— What to produce —
Among the entries below, tally the lines that include "tail", and give the number alone.

— Source data —
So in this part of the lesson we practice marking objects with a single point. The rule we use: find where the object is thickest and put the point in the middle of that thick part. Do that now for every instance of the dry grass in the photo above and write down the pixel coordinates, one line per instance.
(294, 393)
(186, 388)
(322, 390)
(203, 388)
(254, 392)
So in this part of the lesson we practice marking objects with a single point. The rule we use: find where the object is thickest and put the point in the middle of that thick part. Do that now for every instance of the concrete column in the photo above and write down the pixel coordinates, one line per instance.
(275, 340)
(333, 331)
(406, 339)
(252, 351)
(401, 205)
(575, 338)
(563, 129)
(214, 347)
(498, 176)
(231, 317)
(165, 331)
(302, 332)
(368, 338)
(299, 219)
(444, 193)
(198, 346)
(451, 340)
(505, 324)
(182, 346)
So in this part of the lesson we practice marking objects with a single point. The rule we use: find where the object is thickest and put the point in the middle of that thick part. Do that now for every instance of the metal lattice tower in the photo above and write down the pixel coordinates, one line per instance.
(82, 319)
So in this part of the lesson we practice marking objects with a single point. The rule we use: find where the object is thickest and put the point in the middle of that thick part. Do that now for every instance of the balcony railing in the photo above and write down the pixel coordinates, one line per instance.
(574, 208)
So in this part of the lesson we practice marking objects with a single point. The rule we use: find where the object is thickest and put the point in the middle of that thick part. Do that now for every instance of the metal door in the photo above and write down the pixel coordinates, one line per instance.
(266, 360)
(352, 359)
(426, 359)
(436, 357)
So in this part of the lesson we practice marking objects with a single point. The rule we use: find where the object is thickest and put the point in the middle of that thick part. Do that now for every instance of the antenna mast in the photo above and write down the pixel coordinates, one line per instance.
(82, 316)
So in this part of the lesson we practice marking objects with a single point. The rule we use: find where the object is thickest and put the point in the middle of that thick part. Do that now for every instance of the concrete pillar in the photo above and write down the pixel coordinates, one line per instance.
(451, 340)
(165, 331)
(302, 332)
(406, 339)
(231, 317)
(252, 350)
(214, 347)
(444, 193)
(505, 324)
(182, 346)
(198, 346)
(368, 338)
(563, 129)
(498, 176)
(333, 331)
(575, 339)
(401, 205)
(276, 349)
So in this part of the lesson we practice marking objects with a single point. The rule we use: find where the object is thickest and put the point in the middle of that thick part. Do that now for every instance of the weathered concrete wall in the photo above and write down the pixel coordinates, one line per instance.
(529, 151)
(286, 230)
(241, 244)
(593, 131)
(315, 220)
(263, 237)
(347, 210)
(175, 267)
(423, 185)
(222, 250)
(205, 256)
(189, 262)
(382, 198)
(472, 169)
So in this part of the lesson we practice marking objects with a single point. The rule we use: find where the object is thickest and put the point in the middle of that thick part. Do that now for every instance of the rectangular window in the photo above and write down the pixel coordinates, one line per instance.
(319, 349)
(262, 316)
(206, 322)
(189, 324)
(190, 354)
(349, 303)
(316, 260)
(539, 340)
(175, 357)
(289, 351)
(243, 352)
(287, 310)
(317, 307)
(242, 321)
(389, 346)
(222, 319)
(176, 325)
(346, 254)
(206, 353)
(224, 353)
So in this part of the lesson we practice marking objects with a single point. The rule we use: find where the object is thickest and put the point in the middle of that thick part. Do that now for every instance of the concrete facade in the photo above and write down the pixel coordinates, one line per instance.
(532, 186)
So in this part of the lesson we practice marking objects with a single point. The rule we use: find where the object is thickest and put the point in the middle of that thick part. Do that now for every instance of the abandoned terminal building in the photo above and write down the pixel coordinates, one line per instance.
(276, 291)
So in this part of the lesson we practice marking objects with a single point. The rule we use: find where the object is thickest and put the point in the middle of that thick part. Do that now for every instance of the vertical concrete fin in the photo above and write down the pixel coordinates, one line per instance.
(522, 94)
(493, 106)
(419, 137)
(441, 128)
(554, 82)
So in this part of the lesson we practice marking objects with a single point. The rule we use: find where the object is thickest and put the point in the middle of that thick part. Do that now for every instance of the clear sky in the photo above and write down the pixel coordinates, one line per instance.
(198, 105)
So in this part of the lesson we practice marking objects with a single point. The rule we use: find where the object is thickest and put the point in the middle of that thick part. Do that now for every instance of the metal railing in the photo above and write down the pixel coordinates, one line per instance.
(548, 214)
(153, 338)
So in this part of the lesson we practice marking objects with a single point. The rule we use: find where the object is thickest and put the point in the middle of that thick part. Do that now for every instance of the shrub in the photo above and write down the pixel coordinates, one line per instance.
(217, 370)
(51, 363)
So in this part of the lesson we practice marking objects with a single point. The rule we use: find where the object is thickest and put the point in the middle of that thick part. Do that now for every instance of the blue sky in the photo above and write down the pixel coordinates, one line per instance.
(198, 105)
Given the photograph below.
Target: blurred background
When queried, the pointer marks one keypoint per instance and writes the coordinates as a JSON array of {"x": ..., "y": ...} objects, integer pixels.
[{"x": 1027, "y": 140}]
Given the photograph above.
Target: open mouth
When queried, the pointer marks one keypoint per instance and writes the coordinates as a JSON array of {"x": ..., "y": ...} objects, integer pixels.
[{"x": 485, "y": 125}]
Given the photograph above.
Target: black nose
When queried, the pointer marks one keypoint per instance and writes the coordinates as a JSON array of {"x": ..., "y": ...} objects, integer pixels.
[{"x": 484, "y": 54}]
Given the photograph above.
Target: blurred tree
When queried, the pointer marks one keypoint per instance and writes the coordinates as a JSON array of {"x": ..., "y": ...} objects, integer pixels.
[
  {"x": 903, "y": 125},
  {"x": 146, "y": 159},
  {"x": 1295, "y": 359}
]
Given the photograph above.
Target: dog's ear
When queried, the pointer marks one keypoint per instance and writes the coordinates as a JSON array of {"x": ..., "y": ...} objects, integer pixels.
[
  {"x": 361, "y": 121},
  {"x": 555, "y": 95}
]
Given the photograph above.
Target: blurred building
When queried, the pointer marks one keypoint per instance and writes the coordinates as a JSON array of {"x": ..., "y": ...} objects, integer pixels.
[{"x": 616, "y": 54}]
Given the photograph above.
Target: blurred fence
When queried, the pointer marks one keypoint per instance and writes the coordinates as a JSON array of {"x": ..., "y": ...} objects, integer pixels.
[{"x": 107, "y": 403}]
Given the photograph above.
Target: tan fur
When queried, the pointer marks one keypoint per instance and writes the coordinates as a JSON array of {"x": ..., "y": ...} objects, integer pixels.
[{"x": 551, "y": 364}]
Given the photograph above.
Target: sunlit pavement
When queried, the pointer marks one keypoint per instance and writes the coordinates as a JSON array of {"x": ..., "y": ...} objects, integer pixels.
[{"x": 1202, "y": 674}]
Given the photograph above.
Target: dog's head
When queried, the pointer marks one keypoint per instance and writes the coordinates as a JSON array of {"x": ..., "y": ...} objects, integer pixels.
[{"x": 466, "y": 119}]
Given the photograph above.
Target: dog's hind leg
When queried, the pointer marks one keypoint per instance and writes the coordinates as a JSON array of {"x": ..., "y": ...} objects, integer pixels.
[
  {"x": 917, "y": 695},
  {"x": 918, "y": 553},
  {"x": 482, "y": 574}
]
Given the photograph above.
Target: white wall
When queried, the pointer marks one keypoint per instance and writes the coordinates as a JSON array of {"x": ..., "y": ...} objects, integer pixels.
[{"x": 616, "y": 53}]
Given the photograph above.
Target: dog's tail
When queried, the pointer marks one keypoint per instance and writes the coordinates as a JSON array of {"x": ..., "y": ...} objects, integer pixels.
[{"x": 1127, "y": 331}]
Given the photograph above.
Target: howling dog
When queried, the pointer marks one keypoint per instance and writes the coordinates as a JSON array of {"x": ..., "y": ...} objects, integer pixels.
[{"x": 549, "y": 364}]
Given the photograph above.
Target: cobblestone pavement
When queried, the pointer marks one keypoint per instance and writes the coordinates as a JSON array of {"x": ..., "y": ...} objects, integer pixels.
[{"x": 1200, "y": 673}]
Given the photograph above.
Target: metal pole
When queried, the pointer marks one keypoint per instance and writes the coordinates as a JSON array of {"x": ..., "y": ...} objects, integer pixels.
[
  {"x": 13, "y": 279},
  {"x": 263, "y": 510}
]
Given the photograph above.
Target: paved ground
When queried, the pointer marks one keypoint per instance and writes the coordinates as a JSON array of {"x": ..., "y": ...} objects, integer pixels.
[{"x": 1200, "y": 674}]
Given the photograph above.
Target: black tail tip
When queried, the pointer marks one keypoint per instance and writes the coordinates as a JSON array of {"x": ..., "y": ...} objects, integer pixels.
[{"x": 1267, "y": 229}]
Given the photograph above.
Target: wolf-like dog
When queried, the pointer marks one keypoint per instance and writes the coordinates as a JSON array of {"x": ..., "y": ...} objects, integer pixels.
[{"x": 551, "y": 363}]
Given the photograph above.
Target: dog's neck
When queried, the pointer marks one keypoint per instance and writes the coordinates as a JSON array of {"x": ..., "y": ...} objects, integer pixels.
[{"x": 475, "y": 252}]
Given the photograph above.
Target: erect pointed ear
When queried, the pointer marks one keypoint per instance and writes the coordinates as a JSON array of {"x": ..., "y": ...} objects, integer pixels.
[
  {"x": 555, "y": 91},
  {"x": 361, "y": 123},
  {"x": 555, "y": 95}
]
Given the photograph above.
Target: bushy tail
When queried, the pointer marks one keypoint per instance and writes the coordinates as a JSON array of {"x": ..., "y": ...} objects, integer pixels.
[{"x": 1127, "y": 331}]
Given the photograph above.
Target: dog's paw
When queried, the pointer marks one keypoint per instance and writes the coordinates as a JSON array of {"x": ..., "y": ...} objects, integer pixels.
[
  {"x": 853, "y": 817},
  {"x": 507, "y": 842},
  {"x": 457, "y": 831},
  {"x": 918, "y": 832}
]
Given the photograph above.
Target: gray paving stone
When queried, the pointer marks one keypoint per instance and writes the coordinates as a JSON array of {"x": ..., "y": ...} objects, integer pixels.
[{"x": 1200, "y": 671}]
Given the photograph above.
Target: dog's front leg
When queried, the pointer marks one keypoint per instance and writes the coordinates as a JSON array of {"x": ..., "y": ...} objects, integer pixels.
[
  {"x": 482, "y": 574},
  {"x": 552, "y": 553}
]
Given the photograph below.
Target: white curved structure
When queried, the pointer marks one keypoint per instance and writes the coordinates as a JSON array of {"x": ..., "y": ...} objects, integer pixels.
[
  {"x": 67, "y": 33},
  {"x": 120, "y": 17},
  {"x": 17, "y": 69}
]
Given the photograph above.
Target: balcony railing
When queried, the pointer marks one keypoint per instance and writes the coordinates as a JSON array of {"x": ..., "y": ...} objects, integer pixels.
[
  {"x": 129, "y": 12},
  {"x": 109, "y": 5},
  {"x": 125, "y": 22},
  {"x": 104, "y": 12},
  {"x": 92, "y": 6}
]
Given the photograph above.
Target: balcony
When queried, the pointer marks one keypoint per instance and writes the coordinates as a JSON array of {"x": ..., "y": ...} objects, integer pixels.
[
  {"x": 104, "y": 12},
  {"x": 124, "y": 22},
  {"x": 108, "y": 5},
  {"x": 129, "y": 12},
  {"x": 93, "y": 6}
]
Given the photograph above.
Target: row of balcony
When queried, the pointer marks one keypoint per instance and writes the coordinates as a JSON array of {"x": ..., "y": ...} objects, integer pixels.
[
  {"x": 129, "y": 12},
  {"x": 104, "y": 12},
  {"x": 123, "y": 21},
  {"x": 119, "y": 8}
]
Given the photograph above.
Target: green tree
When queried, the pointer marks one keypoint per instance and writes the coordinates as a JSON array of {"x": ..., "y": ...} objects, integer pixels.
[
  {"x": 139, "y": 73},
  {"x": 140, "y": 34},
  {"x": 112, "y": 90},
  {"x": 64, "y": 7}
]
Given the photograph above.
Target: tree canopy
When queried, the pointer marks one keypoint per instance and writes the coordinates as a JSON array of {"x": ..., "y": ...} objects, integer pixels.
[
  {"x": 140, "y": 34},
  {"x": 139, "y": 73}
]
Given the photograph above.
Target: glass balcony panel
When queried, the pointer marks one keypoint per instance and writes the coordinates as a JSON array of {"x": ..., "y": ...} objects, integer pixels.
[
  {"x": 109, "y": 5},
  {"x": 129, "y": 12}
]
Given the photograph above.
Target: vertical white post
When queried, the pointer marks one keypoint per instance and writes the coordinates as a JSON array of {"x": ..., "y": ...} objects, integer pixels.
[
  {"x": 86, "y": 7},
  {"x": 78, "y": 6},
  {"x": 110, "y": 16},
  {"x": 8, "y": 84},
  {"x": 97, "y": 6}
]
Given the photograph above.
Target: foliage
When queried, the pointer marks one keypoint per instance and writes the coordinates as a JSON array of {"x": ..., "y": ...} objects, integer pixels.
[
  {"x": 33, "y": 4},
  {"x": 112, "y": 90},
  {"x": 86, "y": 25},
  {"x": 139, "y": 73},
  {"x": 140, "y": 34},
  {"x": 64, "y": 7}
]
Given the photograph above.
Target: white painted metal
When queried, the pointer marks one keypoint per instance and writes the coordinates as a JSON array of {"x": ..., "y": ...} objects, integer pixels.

— Expected answer —
3